» Problem description: Copy out exactly the lines from the one containing "For each instance of the hood, the" to the end of the records below, both included, and nothing else.

--- Begin Records to use ---

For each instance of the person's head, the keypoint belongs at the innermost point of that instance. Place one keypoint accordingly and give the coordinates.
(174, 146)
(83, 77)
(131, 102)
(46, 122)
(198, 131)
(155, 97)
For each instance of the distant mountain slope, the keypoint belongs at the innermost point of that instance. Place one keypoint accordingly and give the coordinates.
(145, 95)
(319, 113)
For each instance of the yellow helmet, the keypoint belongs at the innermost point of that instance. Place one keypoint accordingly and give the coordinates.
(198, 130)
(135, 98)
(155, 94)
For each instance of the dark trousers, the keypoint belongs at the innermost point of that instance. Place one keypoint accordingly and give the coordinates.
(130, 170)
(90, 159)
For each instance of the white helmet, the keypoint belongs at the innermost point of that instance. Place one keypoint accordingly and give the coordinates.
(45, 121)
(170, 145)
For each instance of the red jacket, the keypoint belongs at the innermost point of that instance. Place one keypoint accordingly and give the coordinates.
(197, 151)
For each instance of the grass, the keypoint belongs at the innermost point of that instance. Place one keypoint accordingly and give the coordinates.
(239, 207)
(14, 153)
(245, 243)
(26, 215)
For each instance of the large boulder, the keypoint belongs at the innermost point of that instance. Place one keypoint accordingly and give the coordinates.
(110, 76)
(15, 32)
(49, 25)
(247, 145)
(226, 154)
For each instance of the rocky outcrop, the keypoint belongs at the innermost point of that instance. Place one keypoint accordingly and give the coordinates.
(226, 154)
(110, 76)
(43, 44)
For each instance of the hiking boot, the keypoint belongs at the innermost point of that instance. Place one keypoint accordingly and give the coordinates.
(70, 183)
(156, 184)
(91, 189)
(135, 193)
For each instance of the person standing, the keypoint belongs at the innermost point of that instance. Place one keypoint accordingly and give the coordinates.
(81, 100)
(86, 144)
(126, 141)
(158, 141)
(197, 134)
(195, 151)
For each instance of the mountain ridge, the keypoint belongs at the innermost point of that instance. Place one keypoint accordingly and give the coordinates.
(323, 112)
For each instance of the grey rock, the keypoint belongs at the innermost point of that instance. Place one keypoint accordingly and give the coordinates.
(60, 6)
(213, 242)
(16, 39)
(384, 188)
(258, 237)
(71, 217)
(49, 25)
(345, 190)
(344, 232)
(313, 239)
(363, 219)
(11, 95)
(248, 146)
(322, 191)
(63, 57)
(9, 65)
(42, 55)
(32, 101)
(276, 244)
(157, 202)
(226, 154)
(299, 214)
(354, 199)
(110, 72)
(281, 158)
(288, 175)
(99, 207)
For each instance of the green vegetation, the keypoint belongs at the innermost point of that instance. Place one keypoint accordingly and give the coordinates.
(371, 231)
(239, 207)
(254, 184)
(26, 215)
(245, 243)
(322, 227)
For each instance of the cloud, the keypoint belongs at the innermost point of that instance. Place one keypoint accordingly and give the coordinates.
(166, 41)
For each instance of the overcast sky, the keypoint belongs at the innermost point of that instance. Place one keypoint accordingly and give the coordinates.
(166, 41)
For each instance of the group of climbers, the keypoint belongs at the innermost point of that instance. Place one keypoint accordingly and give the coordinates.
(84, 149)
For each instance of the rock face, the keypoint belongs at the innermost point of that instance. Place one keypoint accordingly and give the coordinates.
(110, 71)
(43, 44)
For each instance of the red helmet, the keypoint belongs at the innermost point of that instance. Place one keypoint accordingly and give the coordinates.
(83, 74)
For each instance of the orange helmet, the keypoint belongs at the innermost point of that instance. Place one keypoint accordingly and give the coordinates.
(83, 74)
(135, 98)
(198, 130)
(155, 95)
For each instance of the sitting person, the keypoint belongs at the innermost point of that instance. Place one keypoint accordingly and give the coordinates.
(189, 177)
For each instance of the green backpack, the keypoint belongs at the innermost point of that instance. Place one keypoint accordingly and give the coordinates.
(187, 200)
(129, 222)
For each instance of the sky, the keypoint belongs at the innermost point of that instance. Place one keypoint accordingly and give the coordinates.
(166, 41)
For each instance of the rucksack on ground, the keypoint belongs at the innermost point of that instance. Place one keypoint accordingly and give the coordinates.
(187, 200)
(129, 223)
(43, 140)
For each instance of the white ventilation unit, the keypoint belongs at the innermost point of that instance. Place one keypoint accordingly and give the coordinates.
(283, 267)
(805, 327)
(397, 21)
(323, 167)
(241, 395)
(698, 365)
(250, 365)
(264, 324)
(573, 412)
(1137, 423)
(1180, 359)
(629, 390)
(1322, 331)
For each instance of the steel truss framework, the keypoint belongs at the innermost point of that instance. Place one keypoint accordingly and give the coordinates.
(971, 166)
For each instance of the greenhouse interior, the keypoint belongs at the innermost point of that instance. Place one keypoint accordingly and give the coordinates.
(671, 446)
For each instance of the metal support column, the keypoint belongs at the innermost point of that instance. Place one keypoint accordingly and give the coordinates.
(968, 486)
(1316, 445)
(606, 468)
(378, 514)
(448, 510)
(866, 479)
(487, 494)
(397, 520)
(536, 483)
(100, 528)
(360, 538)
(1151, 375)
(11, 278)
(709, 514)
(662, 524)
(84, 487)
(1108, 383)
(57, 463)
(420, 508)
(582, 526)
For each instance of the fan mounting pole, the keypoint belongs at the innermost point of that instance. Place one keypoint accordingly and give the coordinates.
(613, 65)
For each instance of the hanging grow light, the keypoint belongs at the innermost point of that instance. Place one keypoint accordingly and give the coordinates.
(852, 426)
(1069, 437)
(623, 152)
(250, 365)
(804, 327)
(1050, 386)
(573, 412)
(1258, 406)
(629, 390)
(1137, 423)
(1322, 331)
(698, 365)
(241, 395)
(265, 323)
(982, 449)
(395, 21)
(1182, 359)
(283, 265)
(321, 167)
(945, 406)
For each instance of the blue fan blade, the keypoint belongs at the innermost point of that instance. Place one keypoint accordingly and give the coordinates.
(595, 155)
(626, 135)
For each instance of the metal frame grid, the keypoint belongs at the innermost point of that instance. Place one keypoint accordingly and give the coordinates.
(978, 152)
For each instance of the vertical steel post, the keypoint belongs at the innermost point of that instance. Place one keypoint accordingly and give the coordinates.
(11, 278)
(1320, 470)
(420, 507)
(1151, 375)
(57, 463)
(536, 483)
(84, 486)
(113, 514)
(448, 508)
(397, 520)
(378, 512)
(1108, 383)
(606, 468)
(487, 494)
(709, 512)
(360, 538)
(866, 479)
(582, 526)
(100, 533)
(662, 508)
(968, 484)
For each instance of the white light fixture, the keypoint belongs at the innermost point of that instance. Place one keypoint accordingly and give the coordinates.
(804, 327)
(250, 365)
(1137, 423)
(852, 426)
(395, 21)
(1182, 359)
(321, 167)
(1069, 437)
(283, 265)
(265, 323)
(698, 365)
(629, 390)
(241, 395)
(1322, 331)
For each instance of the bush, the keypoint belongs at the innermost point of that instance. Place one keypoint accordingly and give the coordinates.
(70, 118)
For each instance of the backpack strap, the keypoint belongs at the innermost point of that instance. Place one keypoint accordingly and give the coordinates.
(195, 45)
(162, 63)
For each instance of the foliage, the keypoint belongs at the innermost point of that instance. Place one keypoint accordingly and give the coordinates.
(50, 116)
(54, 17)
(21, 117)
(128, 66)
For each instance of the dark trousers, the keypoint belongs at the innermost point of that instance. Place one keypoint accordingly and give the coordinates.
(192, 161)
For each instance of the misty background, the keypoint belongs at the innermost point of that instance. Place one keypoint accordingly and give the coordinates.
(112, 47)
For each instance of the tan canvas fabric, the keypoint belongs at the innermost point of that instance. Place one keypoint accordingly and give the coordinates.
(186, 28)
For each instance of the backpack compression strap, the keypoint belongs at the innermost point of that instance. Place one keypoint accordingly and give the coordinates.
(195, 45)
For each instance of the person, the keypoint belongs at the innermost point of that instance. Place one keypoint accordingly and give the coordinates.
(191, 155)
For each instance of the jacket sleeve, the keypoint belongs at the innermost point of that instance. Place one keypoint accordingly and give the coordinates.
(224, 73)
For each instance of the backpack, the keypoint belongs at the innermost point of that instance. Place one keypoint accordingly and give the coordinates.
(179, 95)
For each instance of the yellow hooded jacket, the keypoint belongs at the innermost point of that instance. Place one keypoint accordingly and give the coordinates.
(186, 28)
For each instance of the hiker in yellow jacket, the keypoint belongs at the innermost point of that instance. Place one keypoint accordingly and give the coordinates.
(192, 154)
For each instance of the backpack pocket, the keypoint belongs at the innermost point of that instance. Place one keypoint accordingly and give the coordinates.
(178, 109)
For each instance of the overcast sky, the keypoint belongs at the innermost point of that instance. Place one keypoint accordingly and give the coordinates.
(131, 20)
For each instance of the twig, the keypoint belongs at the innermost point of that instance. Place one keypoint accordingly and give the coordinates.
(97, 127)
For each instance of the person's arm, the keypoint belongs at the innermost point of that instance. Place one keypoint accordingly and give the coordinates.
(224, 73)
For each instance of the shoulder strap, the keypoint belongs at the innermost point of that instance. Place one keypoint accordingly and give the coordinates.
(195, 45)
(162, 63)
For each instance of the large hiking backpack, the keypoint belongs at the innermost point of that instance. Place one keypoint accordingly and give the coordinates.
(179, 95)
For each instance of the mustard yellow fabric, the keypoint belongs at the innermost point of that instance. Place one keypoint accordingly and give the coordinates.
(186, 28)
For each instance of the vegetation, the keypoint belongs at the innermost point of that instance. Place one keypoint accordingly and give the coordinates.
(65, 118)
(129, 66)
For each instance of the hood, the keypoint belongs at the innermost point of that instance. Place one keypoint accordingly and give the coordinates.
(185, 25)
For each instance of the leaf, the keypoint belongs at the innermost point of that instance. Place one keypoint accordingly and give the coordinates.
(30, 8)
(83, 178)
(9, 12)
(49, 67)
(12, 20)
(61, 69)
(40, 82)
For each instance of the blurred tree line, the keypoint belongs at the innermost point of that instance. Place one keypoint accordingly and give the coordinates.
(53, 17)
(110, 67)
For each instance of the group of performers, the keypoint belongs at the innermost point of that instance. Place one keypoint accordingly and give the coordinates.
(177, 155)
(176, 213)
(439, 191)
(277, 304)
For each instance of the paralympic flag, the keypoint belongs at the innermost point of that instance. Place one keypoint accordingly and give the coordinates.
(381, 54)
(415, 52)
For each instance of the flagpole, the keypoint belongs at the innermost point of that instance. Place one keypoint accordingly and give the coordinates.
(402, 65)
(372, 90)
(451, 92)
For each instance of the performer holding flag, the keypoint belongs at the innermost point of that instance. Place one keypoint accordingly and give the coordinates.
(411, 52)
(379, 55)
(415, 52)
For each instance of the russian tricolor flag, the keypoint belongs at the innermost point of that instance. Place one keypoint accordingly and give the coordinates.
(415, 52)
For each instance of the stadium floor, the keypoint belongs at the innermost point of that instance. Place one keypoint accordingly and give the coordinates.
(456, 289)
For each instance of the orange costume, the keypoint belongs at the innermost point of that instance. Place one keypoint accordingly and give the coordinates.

--- End Records to use ---

» Task response:
For each instance of the hood, the keypoint belongs at the innermost point of that instance. Place one keypoint accordingly and give the coordinates.
(185, 25)
For each instance of the leaf, the keypoint belongs at the innermost point of that instance. Place one keypoint accordingly and give the coordinates.
(30, 8)
(83, 178)
(9, 12)
(49, 67)
(12, 20)
(61, 69)
(40, 82)
For each instance of the blurred tree line, the keypoint belongs at the innermost point of that instance. Place one keypoint accordingly and give the coordinates.
(53, 17)
(110, 67)
For each instance of the group of performers, the keypoint belongs at the innermost point of that instance. Place one keypoint accordingly and give the coordinates.
(177, 155)
(176, 213)
(439, 191)
(277, 304)
For each instance of the paralympic flag, the keypoint belongs at the innermost point of that instance. Place one keypoint accordingly and give the coordinates.
(381, 54)
(415, 52)
For each instance of the flagpole, the keypoint belongs at the innermost point of that instance. Place one keypoint accordingly and give the coordinates.
(402, 65)
(372, 90)
(451, 92)
For each instance of the performer holding flag, the keypoint belongs at the innermost point of that instance. Place one keypoint accordingly and give the coordinates.
(411, 52)
(379, 55)
(415, 52)
For each instance of the russian tricolor flag, the keypoint belongs at the innermost point of that instance. Place one keypoint accordingly and give the coordinates.
(415, 52)
For each instance of the stadium floor, the keypoint belongs at the innermost point of that instance. Place one keypoint accordingly and give the coordinates.
(456, 289)
For each instance of the orange costume, the keypoint belongs at the innermost point of that instance. Place one keypoint accordingly and give the coordinates.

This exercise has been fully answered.